■ WHAT TO PRODUCE ■
Starting with the first line below, reproduce each line exactly until you have included the one bearing "One point rides on each instance of the ceiling light, each".

***** INPUT

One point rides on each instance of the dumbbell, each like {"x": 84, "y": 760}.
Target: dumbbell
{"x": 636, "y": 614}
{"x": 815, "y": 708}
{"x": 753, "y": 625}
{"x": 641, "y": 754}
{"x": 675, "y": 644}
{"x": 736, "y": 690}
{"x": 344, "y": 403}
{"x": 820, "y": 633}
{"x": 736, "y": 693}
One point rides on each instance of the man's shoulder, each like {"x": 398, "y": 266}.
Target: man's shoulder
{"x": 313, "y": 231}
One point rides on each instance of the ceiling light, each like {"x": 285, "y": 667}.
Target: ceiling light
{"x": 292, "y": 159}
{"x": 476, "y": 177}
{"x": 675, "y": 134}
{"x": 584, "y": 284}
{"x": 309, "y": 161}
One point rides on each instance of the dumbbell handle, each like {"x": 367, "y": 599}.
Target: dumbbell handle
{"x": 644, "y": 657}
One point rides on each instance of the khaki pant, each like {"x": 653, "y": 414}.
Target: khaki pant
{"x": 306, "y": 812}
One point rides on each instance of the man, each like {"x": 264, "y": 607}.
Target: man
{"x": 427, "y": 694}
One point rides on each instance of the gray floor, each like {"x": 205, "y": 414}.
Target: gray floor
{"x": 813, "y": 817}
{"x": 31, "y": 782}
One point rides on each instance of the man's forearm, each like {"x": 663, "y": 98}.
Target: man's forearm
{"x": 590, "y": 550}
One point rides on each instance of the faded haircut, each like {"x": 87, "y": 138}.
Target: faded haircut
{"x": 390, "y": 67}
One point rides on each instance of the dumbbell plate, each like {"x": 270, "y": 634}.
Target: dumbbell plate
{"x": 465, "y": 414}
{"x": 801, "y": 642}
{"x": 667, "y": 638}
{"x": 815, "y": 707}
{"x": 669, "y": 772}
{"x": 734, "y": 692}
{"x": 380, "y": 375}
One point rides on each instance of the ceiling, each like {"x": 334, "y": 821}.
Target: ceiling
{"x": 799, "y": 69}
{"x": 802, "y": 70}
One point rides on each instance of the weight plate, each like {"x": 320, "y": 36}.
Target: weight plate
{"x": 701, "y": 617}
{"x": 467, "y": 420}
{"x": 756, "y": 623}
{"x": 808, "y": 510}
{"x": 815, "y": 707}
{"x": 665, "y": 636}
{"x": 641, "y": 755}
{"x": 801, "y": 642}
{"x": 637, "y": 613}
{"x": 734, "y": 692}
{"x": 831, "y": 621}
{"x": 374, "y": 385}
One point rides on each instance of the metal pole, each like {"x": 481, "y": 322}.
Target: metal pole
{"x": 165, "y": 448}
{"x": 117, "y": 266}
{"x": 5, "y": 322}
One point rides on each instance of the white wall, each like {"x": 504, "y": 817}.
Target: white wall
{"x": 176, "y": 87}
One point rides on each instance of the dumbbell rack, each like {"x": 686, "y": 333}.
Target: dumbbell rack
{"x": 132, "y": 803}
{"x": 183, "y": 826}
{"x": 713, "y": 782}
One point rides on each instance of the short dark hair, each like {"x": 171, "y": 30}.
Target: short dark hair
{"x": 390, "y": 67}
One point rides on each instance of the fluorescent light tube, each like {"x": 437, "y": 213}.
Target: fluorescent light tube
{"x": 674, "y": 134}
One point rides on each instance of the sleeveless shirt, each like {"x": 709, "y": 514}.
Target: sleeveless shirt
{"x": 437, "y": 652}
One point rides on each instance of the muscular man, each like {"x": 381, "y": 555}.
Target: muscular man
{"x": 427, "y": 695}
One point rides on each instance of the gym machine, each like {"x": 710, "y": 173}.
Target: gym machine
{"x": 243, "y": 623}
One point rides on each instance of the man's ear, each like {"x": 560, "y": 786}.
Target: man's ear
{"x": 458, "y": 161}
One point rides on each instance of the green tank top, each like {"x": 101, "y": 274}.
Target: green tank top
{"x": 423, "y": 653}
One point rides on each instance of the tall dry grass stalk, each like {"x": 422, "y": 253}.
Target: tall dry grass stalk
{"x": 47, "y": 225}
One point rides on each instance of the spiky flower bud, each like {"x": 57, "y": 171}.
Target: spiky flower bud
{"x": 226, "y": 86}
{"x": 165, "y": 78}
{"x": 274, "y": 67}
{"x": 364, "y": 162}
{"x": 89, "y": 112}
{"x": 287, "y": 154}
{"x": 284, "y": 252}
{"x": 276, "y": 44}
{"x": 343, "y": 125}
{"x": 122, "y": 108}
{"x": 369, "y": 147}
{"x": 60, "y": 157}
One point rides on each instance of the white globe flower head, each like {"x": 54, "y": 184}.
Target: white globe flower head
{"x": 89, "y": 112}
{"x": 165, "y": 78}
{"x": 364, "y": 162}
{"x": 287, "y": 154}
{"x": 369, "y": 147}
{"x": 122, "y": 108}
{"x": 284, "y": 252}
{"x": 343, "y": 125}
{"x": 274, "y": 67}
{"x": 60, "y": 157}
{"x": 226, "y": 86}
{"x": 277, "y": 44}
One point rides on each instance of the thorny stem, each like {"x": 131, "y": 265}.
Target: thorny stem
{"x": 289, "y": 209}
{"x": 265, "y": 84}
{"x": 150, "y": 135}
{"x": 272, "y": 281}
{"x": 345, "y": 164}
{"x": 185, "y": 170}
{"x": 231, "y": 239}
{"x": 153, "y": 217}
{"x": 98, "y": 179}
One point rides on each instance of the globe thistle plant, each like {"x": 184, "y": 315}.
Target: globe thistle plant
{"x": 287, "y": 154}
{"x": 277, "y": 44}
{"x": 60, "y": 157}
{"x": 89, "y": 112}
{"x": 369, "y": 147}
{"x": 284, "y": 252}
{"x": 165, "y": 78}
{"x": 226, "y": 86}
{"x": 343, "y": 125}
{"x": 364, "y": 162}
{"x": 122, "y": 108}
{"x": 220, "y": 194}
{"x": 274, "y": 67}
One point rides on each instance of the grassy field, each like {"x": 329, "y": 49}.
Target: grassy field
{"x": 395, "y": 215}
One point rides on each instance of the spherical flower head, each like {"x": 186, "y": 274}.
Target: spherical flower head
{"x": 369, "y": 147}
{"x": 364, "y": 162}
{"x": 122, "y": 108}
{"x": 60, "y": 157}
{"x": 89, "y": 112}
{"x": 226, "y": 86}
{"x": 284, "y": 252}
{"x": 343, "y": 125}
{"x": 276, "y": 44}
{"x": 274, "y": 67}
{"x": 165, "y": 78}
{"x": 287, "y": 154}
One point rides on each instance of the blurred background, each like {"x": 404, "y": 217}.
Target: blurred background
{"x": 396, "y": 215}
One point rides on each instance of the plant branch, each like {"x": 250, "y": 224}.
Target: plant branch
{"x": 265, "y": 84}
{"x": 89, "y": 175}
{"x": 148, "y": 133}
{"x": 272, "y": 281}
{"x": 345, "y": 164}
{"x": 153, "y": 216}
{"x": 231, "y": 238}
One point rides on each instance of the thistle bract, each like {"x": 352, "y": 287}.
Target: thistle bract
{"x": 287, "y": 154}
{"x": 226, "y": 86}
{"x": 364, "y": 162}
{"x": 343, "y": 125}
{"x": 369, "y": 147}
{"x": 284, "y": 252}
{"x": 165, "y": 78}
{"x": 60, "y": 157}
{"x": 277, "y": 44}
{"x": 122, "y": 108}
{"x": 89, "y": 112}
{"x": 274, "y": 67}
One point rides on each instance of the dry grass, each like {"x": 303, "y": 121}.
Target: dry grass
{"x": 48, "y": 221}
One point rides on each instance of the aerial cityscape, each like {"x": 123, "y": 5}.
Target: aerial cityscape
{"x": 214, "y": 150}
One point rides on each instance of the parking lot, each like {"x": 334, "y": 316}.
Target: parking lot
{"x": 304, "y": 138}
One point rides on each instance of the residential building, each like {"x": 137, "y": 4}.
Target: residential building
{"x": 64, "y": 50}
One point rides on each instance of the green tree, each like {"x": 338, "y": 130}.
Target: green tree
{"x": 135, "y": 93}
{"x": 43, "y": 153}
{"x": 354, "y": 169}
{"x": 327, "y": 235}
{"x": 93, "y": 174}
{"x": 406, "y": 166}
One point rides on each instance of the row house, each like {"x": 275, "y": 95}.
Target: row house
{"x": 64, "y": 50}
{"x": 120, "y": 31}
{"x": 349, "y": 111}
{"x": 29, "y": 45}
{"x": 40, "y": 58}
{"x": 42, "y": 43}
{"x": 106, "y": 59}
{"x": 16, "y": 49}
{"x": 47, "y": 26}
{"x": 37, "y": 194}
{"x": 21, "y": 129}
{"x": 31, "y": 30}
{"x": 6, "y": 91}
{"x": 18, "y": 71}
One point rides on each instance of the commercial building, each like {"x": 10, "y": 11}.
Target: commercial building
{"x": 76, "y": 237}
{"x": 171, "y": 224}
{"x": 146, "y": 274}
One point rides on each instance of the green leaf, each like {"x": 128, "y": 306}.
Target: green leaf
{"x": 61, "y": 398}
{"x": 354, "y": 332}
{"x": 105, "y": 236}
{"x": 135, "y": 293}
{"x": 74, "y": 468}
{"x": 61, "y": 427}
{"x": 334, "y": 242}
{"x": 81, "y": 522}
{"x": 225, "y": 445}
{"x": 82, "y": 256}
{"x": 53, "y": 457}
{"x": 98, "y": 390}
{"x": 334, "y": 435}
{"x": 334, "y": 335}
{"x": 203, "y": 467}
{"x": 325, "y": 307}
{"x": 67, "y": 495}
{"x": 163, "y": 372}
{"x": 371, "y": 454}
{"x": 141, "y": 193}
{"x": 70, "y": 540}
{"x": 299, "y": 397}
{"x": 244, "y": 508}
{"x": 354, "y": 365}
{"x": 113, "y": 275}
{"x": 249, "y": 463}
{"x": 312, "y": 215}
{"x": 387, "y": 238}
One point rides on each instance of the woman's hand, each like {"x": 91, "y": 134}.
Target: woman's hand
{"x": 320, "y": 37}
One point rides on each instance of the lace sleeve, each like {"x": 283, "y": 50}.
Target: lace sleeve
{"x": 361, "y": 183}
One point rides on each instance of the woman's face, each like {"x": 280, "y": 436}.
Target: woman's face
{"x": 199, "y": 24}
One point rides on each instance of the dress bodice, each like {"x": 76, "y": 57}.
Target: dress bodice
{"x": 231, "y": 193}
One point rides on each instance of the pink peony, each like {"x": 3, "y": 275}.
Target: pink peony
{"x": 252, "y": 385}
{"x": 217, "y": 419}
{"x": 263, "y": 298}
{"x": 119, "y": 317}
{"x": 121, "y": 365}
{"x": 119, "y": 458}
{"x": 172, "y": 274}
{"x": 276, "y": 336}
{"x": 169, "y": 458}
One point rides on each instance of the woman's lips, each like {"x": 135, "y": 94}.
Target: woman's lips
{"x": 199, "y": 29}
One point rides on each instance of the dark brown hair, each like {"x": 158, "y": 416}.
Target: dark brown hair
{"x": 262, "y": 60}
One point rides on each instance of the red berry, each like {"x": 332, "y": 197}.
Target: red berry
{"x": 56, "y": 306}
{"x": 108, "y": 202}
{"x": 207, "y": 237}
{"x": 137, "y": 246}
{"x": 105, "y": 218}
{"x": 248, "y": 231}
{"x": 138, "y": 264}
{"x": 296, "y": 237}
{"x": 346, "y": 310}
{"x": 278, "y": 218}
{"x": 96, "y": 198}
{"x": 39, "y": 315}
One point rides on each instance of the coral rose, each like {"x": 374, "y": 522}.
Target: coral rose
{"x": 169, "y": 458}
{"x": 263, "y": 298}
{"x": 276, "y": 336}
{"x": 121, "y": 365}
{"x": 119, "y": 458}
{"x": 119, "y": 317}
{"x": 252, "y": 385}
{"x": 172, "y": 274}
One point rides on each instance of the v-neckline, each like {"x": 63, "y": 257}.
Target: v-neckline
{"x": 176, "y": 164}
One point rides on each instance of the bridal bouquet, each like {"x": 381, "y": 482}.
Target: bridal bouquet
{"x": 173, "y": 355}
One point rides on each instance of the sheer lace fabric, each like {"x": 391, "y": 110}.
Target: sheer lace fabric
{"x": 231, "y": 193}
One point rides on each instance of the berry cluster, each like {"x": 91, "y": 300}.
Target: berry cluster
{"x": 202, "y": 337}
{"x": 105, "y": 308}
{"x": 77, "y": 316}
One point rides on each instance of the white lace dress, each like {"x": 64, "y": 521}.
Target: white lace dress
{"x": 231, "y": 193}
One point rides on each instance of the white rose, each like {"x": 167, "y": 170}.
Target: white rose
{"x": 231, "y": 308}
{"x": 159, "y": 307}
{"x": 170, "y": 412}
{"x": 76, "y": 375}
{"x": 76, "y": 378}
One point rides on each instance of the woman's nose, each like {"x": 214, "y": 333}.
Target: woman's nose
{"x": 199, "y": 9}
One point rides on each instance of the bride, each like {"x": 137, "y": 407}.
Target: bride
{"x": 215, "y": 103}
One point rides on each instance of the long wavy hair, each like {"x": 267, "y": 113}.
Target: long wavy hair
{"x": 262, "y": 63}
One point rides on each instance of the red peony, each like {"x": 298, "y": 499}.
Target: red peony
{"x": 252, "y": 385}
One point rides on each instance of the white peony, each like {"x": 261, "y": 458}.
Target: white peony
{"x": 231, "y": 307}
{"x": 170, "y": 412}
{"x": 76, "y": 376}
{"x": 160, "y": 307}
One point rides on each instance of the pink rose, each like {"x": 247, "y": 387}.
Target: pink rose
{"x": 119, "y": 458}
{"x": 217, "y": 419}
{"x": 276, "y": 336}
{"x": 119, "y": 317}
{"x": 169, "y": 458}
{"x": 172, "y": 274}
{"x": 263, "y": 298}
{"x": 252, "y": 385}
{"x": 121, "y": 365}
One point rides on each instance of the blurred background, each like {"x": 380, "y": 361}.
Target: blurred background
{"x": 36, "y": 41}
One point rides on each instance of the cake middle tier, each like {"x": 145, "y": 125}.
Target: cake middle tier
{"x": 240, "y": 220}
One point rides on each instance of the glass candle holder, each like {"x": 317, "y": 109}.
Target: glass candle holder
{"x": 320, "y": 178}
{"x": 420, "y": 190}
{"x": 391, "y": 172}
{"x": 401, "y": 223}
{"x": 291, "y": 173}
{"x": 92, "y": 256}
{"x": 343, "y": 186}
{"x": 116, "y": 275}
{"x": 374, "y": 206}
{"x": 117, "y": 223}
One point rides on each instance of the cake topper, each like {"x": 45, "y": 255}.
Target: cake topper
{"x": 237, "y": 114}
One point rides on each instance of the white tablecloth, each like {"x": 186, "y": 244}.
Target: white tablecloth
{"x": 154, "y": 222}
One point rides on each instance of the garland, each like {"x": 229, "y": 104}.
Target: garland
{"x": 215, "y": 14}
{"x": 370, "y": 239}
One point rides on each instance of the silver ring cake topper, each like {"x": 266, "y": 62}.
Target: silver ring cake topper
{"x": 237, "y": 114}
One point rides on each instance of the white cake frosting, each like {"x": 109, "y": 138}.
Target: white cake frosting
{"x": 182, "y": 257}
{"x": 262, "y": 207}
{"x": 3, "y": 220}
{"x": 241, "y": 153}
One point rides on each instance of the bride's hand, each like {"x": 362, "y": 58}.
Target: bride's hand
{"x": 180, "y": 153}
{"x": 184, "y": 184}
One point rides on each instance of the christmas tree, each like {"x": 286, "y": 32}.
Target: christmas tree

**********

■ ANSWER AREA ■
One point rides on each instance of the dumbbell, each like {"x": 84, "y": 760}.
Target: dumbbell
{"x": 636, "y": 614}
{"x": 815, "y": 708}
{"x": 753, "y": 625}
{"x": 641, "y": 754}
{"x": 675, "y": 644}
{"x": 736, "y": 690}
{"x": 344, "y": 403}
{"x": 820, "y": 633}
{"x": 736, "y": 693}
One point rides on each instance of the man's shoulder, each like {"x": 398, "y": 266}.
Target: man's shoulder
{"x": 313, "y": 231}
One point rides on each instance of the ceiling light, each like {"x": 285, "y": 667}.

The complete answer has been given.